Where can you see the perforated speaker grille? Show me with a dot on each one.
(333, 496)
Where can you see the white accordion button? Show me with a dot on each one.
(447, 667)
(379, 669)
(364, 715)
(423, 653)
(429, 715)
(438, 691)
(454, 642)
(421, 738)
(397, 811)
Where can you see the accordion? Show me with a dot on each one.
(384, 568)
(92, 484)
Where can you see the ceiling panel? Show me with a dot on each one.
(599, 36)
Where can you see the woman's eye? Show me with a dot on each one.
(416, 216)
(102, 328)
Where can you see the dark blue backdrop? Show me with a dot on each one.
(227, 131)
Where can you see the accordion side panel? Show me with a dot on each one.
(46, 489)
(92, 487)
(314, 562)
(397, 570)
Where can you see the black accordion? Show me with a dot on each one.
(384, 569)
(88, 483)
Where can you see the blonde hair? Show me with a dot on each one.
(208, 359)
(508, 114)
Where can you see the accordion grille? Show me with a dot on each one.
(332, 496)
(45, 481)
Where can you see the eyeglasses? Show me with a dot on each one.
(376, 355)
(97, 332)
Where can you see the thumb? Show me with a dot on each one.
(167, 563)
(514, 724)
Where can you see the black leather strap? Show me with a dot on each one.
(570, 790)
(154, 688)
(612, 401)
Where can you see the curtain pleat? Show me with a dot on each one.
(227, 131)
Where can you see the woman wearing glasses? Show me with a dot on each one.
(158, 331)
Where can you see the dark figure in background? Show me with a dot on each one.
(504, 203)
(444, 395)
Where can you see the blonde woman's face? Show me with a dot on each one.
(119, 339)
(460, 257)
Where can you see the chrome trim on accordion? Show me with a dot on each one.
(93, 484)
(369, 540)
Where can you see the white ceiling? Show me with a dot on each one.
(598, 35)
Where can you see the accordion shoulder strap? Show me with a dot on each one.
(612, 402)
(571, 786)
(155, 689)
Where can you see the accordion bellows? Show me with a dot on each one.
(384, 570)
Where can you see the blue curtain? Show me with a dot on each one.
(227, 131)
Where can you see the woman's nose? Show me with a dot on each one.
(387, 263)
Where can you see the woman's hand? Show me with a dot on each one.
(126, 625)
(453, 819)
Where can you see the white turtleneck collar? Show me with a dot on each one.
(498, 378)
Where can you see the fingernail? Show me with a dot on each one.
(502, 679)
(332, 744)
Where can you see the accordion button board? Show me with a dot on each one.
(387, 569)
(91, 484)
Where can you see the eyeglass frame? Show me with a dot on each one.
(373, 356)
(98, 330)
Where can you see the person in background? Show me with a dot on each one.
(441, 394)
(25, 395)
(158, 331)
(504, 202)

▬▬▬▬▬▬

Problem to solve
Copy out all of the records above with nothing altered.

Worked answer
Where can you see the perforated speaker grille? Show me with a dot on each one.
(333, 496)
Where can you see the white accordion button? Show me with a dot on each one.
(447, 667)
(379, 669)
(364, 715)
(423, 653)
(429, 715)
(438, 691)
(454, 642)
(421, 738)
(397, 811)
Where can you see the accordion? Show me with a dot on each one.
(384, 568)
(92, 484)
Where can you see the ceiling panel? Show me with a dot on each one.
(599, 36)
Where can you see the woman's eye? Show me with a dot on each one.
(416, 216)
(102, 328)
Where can you see the dark blue backdrop? Show me with a dot on each one.
(227, 131)
Where can you see the accordion side panel? Show me with a dot on each one.
(46, 489)
(92, 487)
(314, 562)
(397, 570)
Where can you see the black accordion? Show me with a dot on each one.
(384, 569)
(88, 483)
Where can you see the blonde hair? Show me with a dot on each one.
(208, 359)
(508, 114)
Where can you see the accordion grille? Show me with a dot on each one.
(332, 496)
(45, 481)
Where can you see the eyeglasses? Show me with a dot on each one.
(376, 355)
(97, 332)
Where can you see the thumb? Show me with a dot on each one.
(167, 563)
(514, 724)
Where can you see the black leather strap? Show me with a dot on each one.
(570, 790)
(154, 688)
(612, 401)
Where can you see the curtain pleat? Show me with a dot on each one.
(227, 131)
Where can you see the woman wearing glasses? Show me with a dot on each one.
(158, 331)
Where can you see the dark figure in background? Show me with a dot on each one.
(504, 203)
(444, 395)
Where can you see the blonde woman's face? Show me with a dot on each one.
(119, 339)
(460, 257)
Where can you see the chrome trim on accordion? Show me with a dot on each one.
(93, 484)
(369, 540)
Where can you see the white ceiling? Show me with a dot on each one.
(598, 35)
Where can you see the accordion shoulder strap? Show me with a dot on each one.
(612, 402)
(571, 786)
(155, 689)
Where can you see the accordion bellows? Show me with a dot on each one.
(384, 570)
Where can you see the blue curtain? Show me with a dot on each one.
(227, 131)
Where can you see the woman's nose? Show me with a dot on each one.
(387, 263)
Where can you see the woman's hand? Show me with a dot on each one.
(126, 625)
(453, 819)
Where can you see the white turtleneck collar? Show me with a dot on each one.
(498, 378)
Where can you see the fingernail? Show me with a dot on each one.
(502, 679)
(332, 744)
Where can you see the accordion button board? Show me with a dot on each one.
(387, 569)
(91, 484)
Where can you see the eyeglass frame? Show me with a dot on each one.
(373, 356)
(98, 330)
Where can you see the person in background? Show me with a dot on each one.
(441, 394)
(25, 395)
(158, 331)
(504, 202)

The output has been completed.